_TEXTE_:
┌──
Patrimoine

Les toiles de Monet, témoins de la pollution atmosphérique

"Le pont de Waterloo dans la brume" de Claude Monet (1903)

© - domaine public

Par Johan Rennotte

L’art peut-il nous en apprendre plus sur l’histoire de notre environnement ? C’est une question qui taraude les experts et expertes en la matière depuis des années. Une étude scientifique vient de mettre en évidence comment la pollution atmosphérique du 19e siècle s’est imprégnée dans les toiles de Claude Monet et de William Turner.

Londres est bien connue pour son fameux "smog", ce brouillard de pollution qui peut la recouvrir en un rien de temps. Au 19e et au début du 20e siècle, la ville était aussi sujette à de nombreux épisodes de pollution, un événement dont il est parfois difficile d’avoir des traces historiques. Sauf si l’on va jeter un œil du côté de certains grands peintres.

Durant sa période londonienne, Monet réalise un grand nombre de toiles en série. Entre 1900 et 1904, il ne peint pas moins de 41 versions de la même vue du pont de Waterloo qui enjambe la Tamise. L’ensemble devient un vrai symbole de l’impressionnisme, dans lequel chaque toile présente une ambiance, une "impression" différente.
└──
_ITEMS FOURNIS_:
┌──
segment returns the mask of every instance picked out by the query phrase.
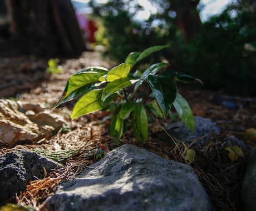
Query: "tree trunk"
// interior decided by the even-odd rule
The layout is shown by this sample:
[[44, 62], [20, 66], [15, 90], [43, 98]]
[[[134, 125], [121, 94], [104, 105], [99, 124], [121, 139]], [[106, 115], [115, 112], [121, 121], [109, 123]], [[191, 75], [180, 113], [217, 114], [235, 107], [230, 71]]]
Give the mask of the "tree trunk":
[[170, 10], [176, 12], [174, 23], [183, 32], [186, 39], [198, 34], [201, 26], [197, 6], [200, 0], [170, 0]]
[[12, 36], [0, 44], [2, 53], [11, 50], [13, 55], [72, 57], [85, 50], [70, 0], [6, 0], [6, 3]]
└──
┌──
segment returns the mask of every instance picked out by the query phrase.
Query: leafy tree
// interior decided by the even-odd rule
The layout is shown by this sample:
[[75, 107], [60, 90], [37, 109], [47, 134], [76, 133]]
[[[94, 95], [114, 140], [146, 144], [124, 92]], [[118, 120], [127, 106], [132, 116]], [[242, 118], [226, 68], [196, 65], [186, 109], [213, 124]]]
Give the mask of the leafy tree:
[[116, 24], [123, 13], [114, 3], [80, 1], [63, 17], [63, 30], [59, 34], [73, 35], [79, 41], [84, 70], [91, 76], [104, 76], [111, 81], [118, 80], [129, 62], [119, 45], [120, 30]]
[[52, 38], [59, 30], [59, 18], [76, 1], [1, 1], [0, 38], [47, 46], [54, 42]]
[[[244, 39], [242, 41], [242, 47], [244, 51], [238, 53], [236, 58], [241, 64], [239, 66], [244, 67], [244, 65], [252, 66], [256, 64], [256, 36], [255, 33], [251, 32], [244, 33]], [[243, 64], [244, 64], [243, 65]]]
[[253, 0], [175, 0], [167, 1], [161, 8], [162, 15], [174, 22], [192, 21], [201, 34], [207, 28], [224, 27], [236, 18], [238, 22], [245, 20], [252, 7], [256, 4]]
└──
_TÂCHES À RÉALISER_:
a - Dans le texte sur les toiles de Monet, combien de versions du pont de Waterloo Monet a-t-il peintes entre 1900 et 1904 ?
b - Recopiez le passage du texte sur les toiles de Monet qui va de « Par Johan Rennotte » à « certains grands peintres. », ces deux bornes comprises.
Les items fournis n'ont aucun lien avec le texte.

_RÉPONSES_:
a - 41 versions.

b -
Par Johan Rennotte

L’art peut-il nous en apprendre plus sur l’histoire de notre environnement ? C’est une question qui taraude les experts et expertes en la matière depuis des années. Une étude scientifique vient de mettre en évidence comment la pollution atmosphérique du 19e siècle s’est imprégnée dans les toiles de Claude Monet et de William Turner.

Londres est bien connue pour son fameux "smog", ce brouillard de pollution qui peut la recouvrir en un rien de temps. Au 19e et au début du 20e siècle, la ville était aussi sujette à de nombreux épisodes de pollution, un événement dont il est parfois difficile d’avoir des traces historiques. Sauf si l’on va jeter un œil du côté de certains grands peintres.